[PASAJE]
***
Una de las primeras herejías del cristianismo fue la herejía gnóstica que pretendía descaradamente reducir la verdadera Iglesia fundada por Jesucristo y abierta a todos los hombres del mundo entero en una pequeña elite de escogidos y deshacerse de la chusma, del pueblo.
Recordamos como san Agustín reaccionó con dureza y prontitud ante semejante desafuero para recordar que la Iglesia es un hospital donde restañar las llagas, pero para eso hay que escuchar la doctrina de Cristo, hacerla vida y mostrar las llagas al confesor para ser curados.
De hecho, en la obra clásica del cardenal francés Henri de Lubac, sobre la Iglesia, recientemente reeditada por ediciones Encuentro, aparecen muchos textos de los padres de la Iglesia donde se muestran las debilidades de los hombres y, a la vez, la eficacia de la medicina divina para salvarlos y construir la Iglesia divina y humana a la vez.
***
[TAREA 1]
Responde con base en el pasaje sobre la herejía gnóstica:
(a) ¿De quién pretendía deshacerse la herejía gnóstica?
(b) ¿Con qué compara san Agustín a la Iglesia?
(c) ¿Qué editorial ha reeditado recientemente la obra de Henri de Lubac sobre la Iglesia?
[TAREA 2] Imprime el fragmento del pasaje sobre la herejía gnóstica que va desde "Recordamos como san" hasta "humana a la vez.", ambos incluidos.
[TAREA 3] Prosigue el pasaje sobre la herejía gnóstica a partir de su última frase.
***
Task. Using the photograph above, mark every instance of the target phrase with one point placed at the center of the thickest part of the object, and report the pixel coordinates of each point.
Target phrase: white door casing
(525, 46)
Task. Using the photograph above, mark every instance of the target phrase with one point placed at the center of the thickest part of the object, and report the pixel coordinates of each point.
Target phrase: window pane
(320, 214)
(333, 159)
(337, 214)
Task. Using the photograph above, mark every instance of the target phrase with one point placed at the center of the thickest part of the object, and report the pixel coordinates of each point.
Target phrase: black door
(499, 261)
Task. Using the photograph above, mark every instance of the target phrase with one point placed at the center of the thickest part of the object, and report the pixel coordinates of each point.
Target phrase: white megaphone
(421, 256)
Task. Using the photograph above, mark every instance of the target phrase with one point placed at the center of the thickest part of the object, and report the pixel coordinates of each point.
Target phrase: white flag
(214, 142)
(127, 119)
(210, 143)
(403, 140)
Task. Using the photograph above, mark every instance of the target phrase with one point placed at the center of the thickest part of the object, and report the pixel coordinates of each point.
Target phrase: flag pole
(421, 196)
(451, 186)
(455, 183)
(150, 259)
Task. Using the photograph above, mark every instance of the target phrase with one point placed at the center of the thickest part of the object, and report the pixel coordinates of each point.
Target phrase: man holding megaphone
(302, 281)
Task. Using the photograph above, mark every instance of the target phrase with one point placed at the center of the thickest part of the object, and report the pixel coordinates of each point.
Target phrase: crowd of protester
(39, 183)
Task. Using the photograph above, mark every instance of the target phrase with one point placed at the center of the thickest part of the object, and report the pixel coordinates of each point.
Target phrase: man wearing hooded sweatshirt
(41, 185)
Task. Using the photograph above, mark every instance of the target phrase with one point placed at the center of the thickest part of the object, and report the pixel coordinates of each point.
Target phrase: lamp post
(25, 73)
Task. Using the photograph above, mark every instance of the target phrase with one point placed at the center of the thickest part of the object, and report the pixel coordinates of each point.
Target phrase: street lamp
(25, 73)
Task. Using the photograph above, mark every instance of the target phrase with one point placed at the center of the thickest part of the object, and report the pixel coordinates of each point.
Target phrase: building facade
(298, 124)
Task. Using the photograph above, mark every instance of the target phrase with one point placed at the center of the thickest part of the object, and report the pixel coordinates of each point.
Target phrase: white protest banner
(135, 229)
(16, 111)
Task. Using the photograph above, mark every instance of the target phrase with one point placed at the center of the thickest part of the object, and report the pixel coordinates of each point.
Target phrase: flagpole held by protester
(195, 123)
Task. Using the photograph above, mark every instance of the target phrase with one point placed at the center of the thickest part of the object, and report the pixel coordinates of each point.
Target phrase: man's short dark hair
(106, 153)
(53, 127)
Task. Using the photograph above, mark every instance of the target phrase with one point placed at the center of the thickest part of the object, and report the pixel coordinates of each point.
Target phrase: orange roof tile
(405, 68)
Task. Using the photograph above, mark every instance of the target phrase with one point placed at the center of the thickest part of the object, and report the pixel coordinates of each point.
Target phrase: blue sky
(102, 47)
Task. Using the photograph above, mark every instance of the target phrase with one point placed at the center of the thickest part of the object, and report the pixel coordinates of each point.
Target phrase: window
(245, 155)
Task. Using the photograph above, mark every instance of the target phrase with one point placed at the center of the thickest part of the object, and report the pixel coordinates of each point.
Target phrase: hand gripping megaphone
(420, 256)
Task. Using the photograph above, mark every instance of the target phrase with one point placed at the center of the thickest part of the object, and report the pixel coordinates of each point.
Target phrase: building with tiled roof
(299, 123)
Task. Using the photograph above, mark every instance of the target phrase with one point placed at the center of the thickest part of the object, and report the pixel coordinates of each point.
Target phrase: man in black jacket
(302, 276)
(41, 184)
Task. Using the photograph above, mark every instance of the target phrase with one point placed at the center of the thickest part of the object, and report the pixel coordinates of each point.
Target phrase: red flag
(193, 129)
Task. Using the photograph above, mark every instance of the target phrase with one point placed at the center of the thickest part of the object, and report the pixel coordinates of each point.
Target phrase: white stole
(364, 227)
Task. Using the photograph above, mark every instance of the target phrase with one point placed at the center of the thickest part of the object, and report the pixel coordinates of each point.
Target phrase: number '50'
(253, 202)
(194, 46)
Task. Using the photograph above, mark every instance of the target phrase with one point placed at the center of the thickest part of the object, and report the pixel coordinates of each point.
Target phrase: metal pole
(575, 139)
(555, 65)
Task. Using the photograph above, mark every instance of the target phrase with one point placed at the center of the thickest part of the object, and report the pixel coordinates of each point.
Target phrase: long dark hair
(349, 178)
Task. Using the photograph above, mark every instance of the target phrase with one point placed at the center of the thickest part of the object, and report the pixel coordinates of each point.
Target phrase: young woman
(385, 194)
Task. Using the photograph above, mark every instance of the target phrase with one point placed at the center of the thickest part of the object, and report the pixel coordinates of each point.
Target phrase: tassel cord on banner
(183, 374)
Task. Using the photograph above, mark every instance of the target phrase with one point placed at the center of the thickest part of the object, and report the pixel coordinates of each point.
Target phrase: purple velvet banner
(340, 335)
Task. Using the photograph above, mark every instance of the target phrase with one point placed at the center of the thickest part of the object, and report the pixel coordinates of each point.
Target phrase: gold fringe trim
***
[TU RESPUESTA 1]
(a) De la chusma, del pueblo.
(b) Con un hospital donde restañar las llagas.
(c) Ediciones Encuentro.

[TU RESPUESTA 2]
Recordamos como san Agustín reaccionó con dureza y prontitud ante semejante desafuero para recordar que la Iglesia es un hospital donde restañar las llagas, pero para eso hay que escuchar la doctrina de Cristo, hacerla vida y mostrar las llagas al confesor para ser curados.
De hecho, en la obra clásica del cardenal francés Henri de Lubac, sobre la Iglesia, recientemente reeditada por ediciones Encuentro, aparecen muchos textos de los padres de la Iglesia donde se muestran las debilidades de los hombres y, a la vez, la eficacia de la medicina divina para salvarlos y construir la Iglesia divina y humana a la vez.

[TU RESPUESTA 3]
Citando a san Basilio en una de sus homilías sobre el Espíritu Santo, nos recuerda de Lubac que Dios: “lo ha dispuesto todo teniendo en cuenta nuestra debilidad: nos acostumbra primero a ver la sombra de los objetos y el reflejo del sol en el agua, a fin de que no quedemos cegados por una exposición directa a sus rayos: la ley Mosaica era la sombra de las cosas futuras y la enseñanza de los profetas era la verdad todavía oscura” (cap. 14, n. 33, PG 32, 127).
Enseguida, ampliará el campo de la preparación del pueblo judío al mundo entero y, con palabras de Teodoreto se referirá a la plenitud de los tiempos, pues “el Dios del universo, preparando por grados esa eclosión última, no ha cesado jamás de proveer a la salvación de todos” (209).
Es interesante que nuestro autor vuelva al argumento tomado de Minucio Félix sobre la plenitud de los tiempos: la verdad debe madurar en nuestra alma para dar sus frutos y para ser acogida en plenitud: “¿Por qué hemos de ser ingratos y perjudicarnos a nosotros mismos, si la verdad acerca de la divinidad ha llegado a la madurez en nuestra época? (Quid ingrati sumus, quid nobis invidemur, si veritas divinitatis nostri temporis aetatem maturuit” (Ocatavio c. 38)” (209).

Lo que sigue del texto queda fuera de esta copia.